Exercise a ▸ Reproduce the rows verbatim, beginning at the first row and stopping after the line that contains "[(154, 197)]", with that line included. Omit the pictures from your answer.

[begin Given text]

Tasks stuck in queued state when using Triggerer process along with max_active_tis_per_dag #34624

MichailKaramanos · 2023-09-26T09:48:54Z

Apache Airflow version

2.7.1

What happened

In our company, when we started taking leverage of the new triggerer process. In a specific Airflow instance, we started to have constant tasks stuck in queued state at random intervals almost every day.
The only difference between this specific instance and the other ones, is that this one has a DAG that max_active_tis_per_dag=1 in a configured in a deferrable enabled task to avoid having multiple runs of the same task instance along all dag runs.

The first strange behaviour that we noticed is that this configuration was not being respected and, when some delay was introduced between dag runs, multiple tasks were spawned and deferred.
The second behaviour that we noticed was that the tasks started getting stuck in queued state almost every day at a random interval
The third behaviour was that our alarmistic started bouncing between tasks being QUEUED <-> SCHEDULED state constantly
The last but not least was that the scheduler logs started looping and indicating that the concurrency limit was reached, such as: Not executing <TaskInstance: ... [scheduled]> since the task concurrency for this task has been reached.

What you think should happen instead

Scheduler logs started being flooded with the following:

[2023-09-25T17:07:23.698+0000] {scheduler_job_runner.py:527} INFO - Not executing <TaskInstance: ... scheduled__2023-09-25T08:00:00+00:00 [scheduled]> since the task concurrency for this task has been reached.
[2023-09-25T17:07:23.698+0000] {scheduler_job_runner.py:479} INFO - DAG ... has 31/180 running and queued tasks

How to reproduce

A DAG with following characteristics:

max_active_runs=4
an hourly schedule_interval
A deferable task with max_active_tis_per_dag=1

Operating System

Debian GNU/Linux 11 (bullseye)

[end Given text]
[begin Exercise materials]

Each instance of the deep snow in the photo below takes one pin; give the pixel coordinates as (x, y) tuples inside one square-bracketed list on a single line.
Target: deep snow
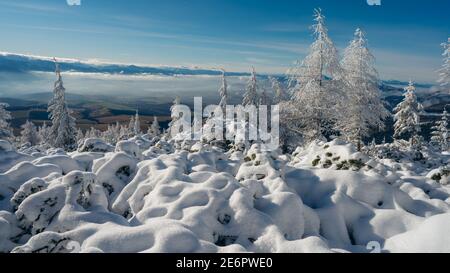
[(152, 195)]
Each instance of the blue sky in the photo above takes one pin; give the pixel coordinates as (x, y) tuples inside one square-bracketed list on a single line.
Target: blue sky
[(235, 34)]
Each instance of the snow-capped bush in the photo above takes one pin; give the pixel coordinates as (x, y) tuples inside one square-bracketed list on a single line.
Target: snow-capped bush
[(441, 175), (95, 145), (5, 146)]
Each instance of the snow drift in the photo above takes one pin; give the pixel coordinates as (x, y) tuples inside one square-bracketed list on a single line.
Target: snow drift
[(159, 196)]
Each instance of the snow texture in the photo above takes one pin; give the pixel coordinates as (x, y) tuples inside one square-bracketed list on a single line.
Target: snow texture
[(154, 197)]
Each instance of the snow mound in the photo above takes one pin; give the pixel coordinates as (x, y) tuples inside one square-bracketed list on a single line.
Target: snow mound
[(166, 196)]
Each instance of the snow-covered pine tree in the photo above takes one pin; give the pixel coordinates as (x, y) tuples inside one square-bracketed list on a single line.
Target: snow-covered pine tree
[(29, 134), (63, 130), (439, 135), (280, 94), (364, 109), (315, 87), (407, 116), (44, 133), (264, 99), (444, 72), (5, 117), (80, 135), (173, 115), (223, 92), (154, 129), (131, 132), (251, 91), (137, 124)]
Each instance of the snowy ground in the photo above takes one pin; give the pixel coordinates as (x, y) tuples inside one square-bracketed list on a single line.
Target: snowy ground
[(156, 196)]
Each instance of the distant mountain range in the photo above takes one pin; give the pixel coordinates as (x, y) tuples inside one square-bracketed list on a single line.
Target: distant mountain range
[(10, 62)]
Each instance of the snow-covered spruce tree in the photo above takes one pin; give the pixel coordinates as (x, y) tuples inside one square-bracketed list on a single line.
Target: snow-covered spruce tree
[(155, 129), (364, 109), (280, 94), (131, 132), (173, 115), (251, 91), (63, 130), (315, 85), (137, 124), (44, 134), (407, 116), (29, 134), (264, 99), (223, 92), (439, 135), (444, 72), (80, 136), (5, 117)]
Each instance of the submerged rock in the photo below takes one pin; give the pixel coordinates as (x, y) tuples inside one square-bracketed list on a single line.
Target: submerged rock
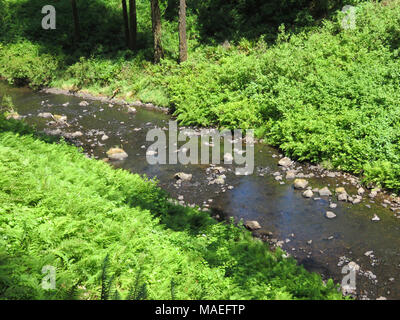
[(45, 115), (228, 157), (291, 174), (342, 196), (308, 194), (131, 110), (117, 154), (183, 176), (330, 215), (325, 192), (376, 218), (252, 225), (340, 190), (13, 115), (83, 103), (285, 162), (300, 184)]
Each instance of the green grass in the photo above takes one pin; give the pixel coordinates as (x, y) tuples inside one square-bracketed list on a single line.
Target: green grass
[(59, 208)]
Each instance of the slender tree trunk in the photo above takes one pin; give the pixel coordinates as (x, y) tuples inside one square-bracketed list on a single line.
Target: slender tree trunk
[(126, 23), (156, 22), (182, 31), (133, 23), (76, 21)]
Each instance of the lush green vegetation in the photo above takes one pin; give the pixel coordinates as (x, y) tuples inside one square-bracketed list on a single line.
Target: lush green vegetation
[(94, 223), (317, 91)]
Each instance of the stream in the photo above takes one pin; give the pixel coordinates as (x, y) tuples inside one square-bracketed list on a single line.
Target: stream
[(287, 219)]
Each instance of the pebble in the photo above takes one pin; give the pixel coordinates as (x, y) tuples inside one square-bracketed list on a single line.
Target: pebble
[(330, 215), (375, 218)]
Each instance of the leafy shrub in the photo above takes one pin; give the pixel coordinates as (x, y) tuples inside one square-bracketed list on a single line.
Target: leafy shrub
[(22, 63), (61, 209)]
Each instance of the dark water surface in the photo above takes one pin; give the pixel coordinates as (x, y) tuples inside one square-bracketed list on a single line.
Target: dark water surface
[(282, 211)]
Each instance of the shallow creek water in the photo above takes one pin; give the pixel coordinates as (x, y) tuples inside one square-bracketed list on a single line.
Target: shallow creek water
[(286, 217)]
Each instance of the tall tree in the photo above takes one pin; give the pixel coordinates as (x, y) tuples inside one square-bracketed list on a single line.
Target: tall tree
[(182, 31), (77, 32), (126, 23), (156, 23), (133, 23)]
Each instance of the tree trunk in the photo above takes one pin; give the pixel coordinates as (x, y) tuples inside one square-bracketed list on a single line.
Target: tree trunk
[(182, 31), (133, 23), (126, 23), (76, 21), (156, 22)]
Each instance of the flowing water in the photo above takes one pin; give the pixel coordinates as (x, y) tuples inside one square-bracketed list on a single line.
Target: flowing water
[(287, 219)]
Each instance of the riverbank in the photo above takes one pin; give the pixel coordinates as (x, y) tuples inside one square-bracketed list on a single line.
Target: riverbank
[(327, 96), (78, 210)]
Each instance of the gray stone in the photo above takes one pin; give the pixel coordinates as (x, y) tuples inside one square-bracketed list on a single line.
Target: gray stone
[(285, 162), (330, 215), (308, 194), (183, 176), (45, 115), (83, 103), (325, 192), (300, 184), (117, 154)]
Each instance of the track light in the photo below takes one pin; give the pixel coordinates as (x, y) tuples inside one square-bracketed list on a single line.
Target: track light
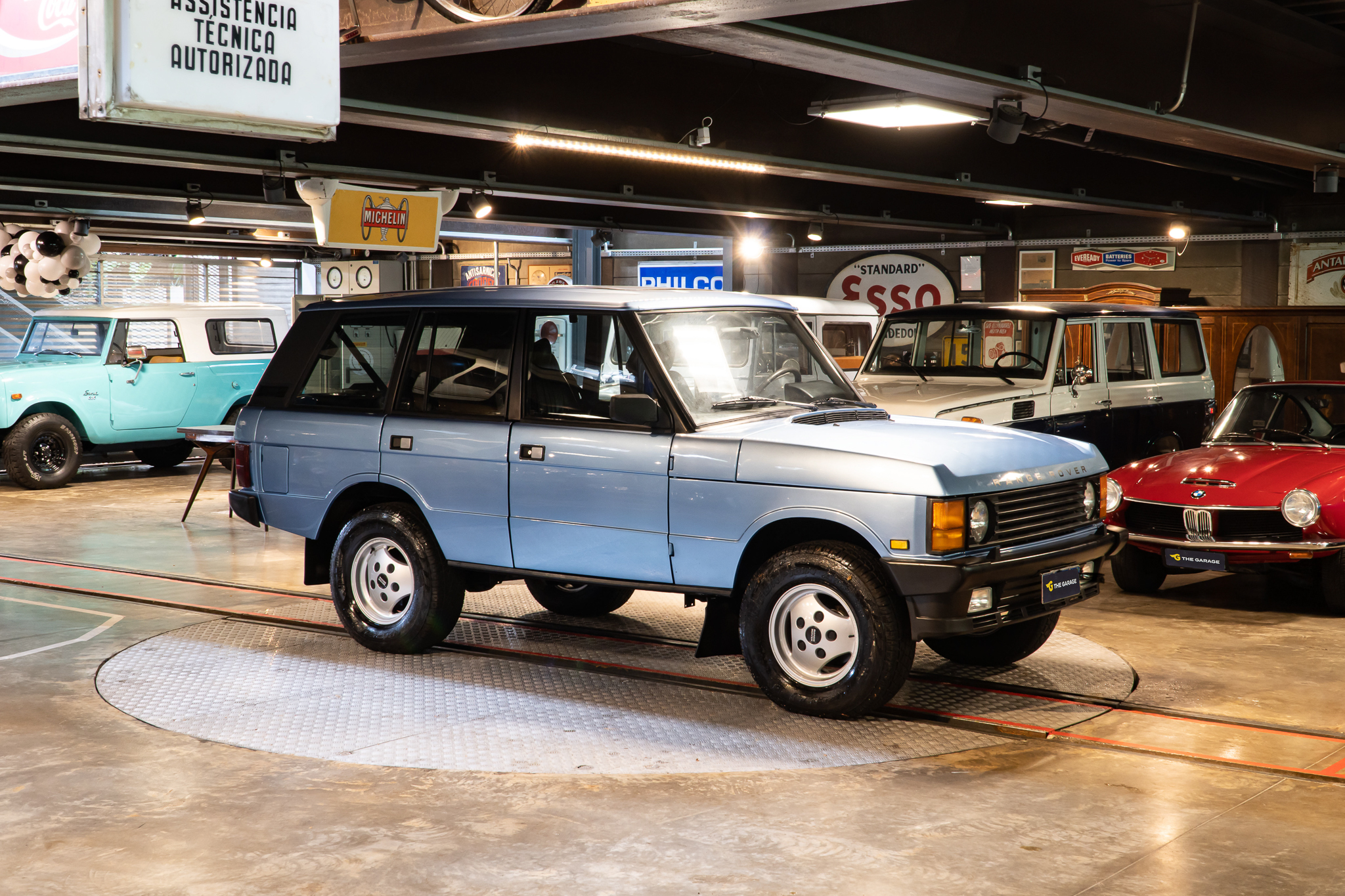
[(481, 206), (1006, 123)]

[end Exercise materials]

Exercise b ▸ In the Airflow issue, condense the paragraph beginning "The first strange behaviour that we noticed" into a bulleted list that keeps its main facts.

Correct answer a ▸
Each instance of the deep snow in the photo below takes one pin; give the pixel coordinates as (x, y) tuples inside one square-bracketed list on a single line.
Target: deep snow
[(152, 195)]
Each instance of the blue sky in the photo above takes one pin; give the pixel coordinates as (x, y) tuples inside one square-bracketed list on a single line.
Target: blue sky
[(235, 34)]
Each instance of the snow-capped bush in the photo above takes one pin; give the pixel coordinates as (x, y) tuples inside one square-bracketed list on a single line.
Target: snow-capped bush
[(441, 175), (95, 145), (5, 146)]
Each instance of the snow drift in the photo above takes one pin; give the pixel coordinates as (x, y) tuples inside one square-bracketed list on a single line.
Target: snow drift
[(159, 196)]
Each instance of the snow texture in the photo above takes one pin; give the pixel coordinates as (x, y) tuples inside one square-bracketed list on a single line.
Target: snow texture
[(154, 197)]

Correct answer b ▸
- The max_active_tis_per_dag setting was not respected. When a delay came between DAG runs, multiple tasks were spawned and deferred.
- Tasks got stuck in queued state almost every day at a random interval.
- Alarms bounced constantly between tasks in QUEUED and SCHEDULED states.
- Scheduler logs looped, reporting that the task concurrency limit had been reached.